#### PAGE EXCERPT
↓↓↓

There’s
no shortage of writers. Over 30,000 scripts are WGA registered
each year. About 100,000 books are copyrighted. If each writer
produced one project each year, that would give us 130,000 writers.
My guess would be twice or thrice that, if you define a writer
as someone who thinks he’s a writer. Whatever your math, no doubt
there are many, many, many more almost-writers than writers. And
there are many, many more writers than there are jobs. So writers
seek help to become good, and to be recognized.
My
business is to help writers find the opening to a closed system.
My company, The Insiders System for Writers, critiques
books and scripts and we publish a magazine that introduces writers
to agents, publishers and producers. Over the past seven years,
business has been good for me and for the writers I've helped
get ready and get read. But the business of helping writers has
been getting harder lately; and it's harder for new writers to
know what to do.
Other
people help writers. The how-to’s began with Aristotle,
but lately, the bookstores’ writing shelves have overflowed. Linda
Seger pioneered script consulting in 1981, and encouraged
Donie Nelson to open Career Strategies for Writers in 1985.
Most colleges have a small or large writing program, and writers’
conferences and for-profit writing seminars have proliferated.
There are also writers groups in every city, a dozen magazines
and hundreds of Web sites. Writers risk becoming professional
students rather than writers, unless their goals are clear. Success
in writing is about staying in the chair long enough to get all
the ideas and training onto the page and create a finished product…
or at least a first draft.
Other
people critique books and scripts--hundreds of them--in variously
priced reports ranging from 3--0 pages. (My clients get 8-10 pages,
like development notes). Many script consultants and book doctors--too
many to name--are excellent at their work, and very dedicated.
However, there are others who think it beats waiting tables between
writer or producer gigs, so writers have to choose carefully.

↑↑↑

#### PROBLEM SET
[1] Answer these three questions using the text about helping writers:
(a) About how many scripts are WGA registered each year?
(b) In what year did Linda Seger pioneer script consulting?
(c) How many pages of critique do the author's own clients receive?
[2] List every person mentioned by name in the text about helping writers.
[3] Continue the text about helping writers, starting after its last sentence.

#### DATA PROVIDED
↓↓↓

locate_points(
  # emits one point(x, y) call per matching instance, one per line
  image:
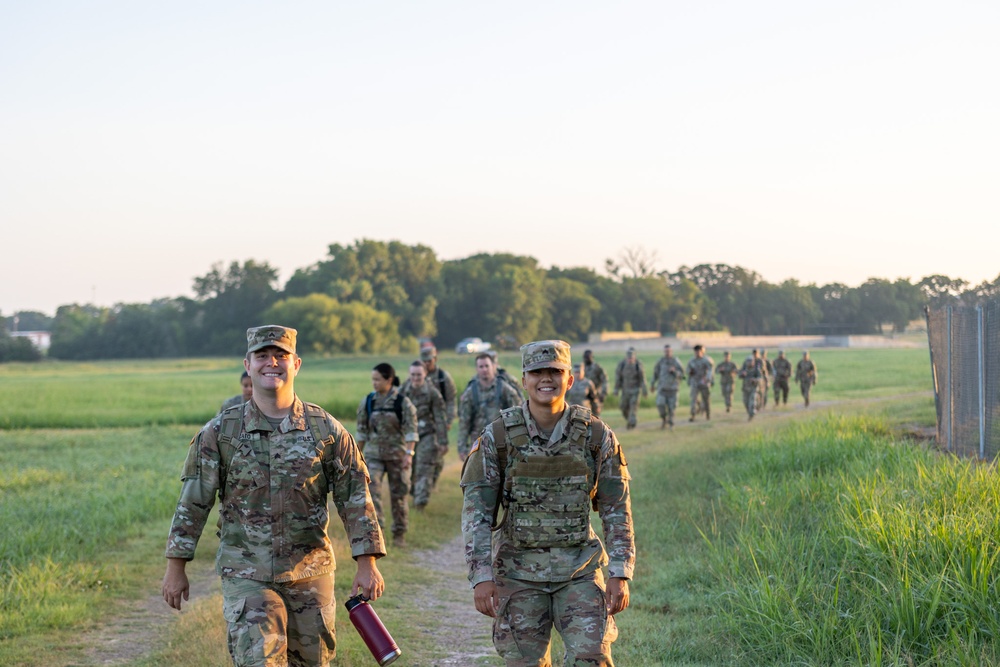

↑↑↑

#### ANSWERS TO EACH TASK
[1]
(a) Over 30,000.
(b) 1981.
(c) 8-10 pages.

[2] Aristotle, Linda Seger, Donie Nelson

[3]
The only writers who don’t need consultants are those who have
friends knowledgeable, candid and generous enough to tell them
what’s working or what isn’t in the project. If the friends don’t
know, won’t say or can’t be bothered, writers should get professional
feedback, because few agents, publishers or producers take time
to tell writers more than YES or NO.
Other people help writers connect to agents, producers and publishers
in the growing "alternative access" field. Since the shady Hollywood
Producers Directory unceremoniously folded in the late '80s,
it’s been an uphill battle for alternative access. For a long
time after my 1993 writers Showcase magazine launch,
I was nearly alone in this field, publishing a collection of pages
that introduce pre-screened books and scripts with a logline,
an author’s own words and a box score, for an 80% request rate.
Rivals came and went until Eva Peel’s Spec Script Marketplace
started successfully presenting loglines in newsletter format
in 1996. Writers can even pitch executives face-to-face at writers’
conferences, lunch events and Peel’s quarterly PitchSessions.
Writers who don’t have cousins, lovers and ex-roommates in high
places need every possible chance to get their work to decisionmakers,
from query letters to screenplay contests. Outside NY and LA,
this may be the only access available. The discouragers say the
odds are small. But not trying at all doesn’t improve the odds.
The
newest help for writers is on the Internet. The technology makes
it possible to give decisionmakers access to searchable databases
of scripts or ideas at relatively low cost (except start-up and
advertising). The market must look good; a new dot-com for writers
seems to appear almost every week. Many of the new sites have
some relationship to production or management companies looking
for new material and revenue (not necessarily in that order).
Some offer coverage; others promise to recommend good enough projects
to one or more firms. In fact, online databases may still be more
promise than performance. I added an on line database to my services
a year or so ago, and publishing writers Showcase
in magazine form and on line has shown me that habits haven’t
caught up to technology; more agents and buyers want to browse
on paper than on screen. Additionally writers should be concerned
about who has access to their ideas--the better sites only give
passwords to reputable and active agents and buyers. However,
many decisionmakers only know they want "something good," so searching
by genre doesn’t help them.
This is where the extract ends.